§ **Your goal**
Give back exactly the lines that run from the line containing "Task: point out the bare tree trunk" through the end of the listing below. Leave out every other line.
▬▬▬▬▬▬
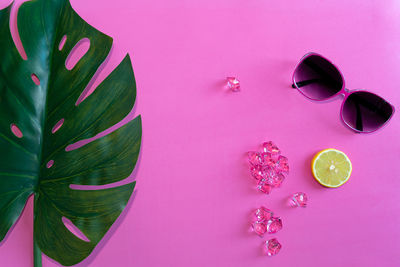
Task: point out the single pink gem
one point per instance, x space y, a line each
299 199
257 172
255 158
268 160
274 225
269 175
283 164
272 247
263 214
264 187
271 148
233 84
259 228
278 179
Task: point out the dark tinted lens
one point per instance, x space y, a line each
366 112
318 78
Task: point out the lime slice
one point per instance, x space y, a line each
331 167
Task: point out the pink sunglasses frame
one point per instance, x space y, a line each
343 91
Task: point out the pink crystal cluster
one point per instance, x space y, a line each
268 167
265 222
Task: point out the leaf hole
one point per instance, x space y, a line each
57 126
16 131
74 230
62 42
79 50
50 164
35 79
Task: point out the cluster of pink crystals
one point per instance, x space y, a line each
265 222
268 167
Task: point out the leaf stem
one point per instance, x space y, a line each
37 253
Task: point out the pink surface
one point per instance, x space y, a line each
194 193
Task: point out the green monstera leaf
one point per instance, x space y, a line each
37 96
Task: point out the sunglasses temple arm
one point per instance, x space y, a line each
305 82
359 124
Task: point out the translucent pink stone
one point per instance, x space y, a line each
278 179
264 187
268 175
282 164
262 214
299 199
271 148
233 84
257 172
274 225
272 247
255 158
268 160
259 228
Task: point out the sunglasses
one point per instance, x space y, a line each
319 79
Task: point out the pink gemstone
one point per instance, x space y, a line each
268 160
255 158
278 179
269 175
272 247
259 228
299 199
233 84
263 214
283 164
257 172
274 225
271 148
264 187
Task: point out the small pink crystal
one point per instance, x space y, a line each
257 172
267 159
233 84
272 247
278 179
274 225
283 164
299 199
269 175
259 228
264 187
271 148
255 158
263 214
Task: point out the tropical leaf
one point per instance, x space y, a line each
37 96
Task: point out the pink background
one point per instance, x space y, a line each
194 193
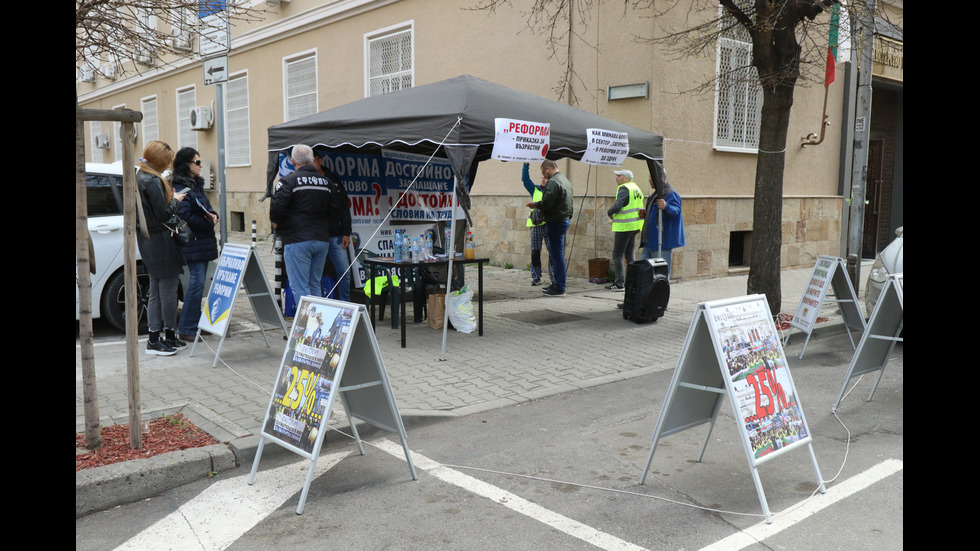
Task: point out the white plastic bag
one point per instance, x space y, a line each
460 306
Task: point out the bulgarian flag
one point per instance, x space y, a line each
837 50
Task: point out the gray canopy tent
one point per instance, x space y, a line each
417 120
423 120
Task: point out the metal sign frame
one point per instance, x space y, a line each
331 350
884 327
238 265
733 349
827 269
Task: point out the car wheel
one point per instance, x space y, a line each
114 299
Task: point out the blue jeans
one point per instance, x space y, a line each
304 267
191 313
556 241
652 253
338 257
624 247
161 307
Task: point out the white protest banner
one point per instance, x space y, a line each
516 140
605 147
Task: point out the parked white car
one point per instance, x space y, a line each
105 225
890 261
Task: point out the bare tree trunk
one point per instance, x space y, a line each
767 230
93 432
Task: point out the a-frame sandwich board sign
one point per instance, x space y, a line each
733 349
829 271
884 327
331 349
238 265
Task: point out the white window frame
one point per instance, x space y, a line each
385 78
151 119
117 136
94 129
186 137
738 93
238 154
291 92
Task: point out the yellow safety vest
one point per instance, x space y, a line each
380 282
628 218
536 197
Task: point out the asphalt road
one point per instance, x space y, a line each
561 473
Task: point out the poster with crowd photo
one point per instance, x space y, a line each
762 390
305 386
415 190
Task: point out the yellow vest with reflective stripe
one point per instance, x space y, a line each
536 197
628 218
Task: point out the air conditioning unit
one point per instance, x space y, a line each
201 118
207 175
182 40
109 70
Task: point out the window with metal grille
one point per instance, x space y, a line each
390 64
151 128
186 100
300 84
236 120
738 94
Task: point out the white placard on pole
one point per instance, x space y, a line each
733 349
238 266
606 147
884 327
829 271
516 140
331 349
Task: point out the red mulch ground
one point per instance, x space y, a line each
▬▬▬▬▬▬
§ **Response to this task**
Task: point out the bare tree trunk
one point per instance, x space y, a line each
767 230
93 432
Task: point out the a-frame sandwich board sign
one point per instance, x space y, a line each
733 349
829 271
884 327
331 349
238 265
Task: point out the white window frame
one point per instance, x space y, a line each
385 78
151 119
117 136
94 129
186 137
738 93
238 154
291 92
Task: point out the yellow safety vest
one point per instance, x space y, a line each
380 282
628 218
536 197
Task: point out the asphalt road
one point per instance, x space y, a line each
561 473
Task: point out the poster with crowd photo
one point per instance, x space y, a line each
762 390
305 386
415 190
Task: point out the yellow vest with reflective stripe
one point per instance, x space y, a line each
536 197
628 218
Task: point out the air conditioning unit
one point per instance, x space y, a line each
201 118
207 175
182 40
109 70
Task: point out the window with metal grille
one point per instance, x space y, a line each
390 64
151 128
186 100
300 84
236 120
738 94
Task: point out the white placard on pole
one point per instance, x space y, a line each
733 349
238 266
606 147
884 327
829 271
516 140
331 349
Task: point out the red mulch ground
one point per instance, x space y, a line each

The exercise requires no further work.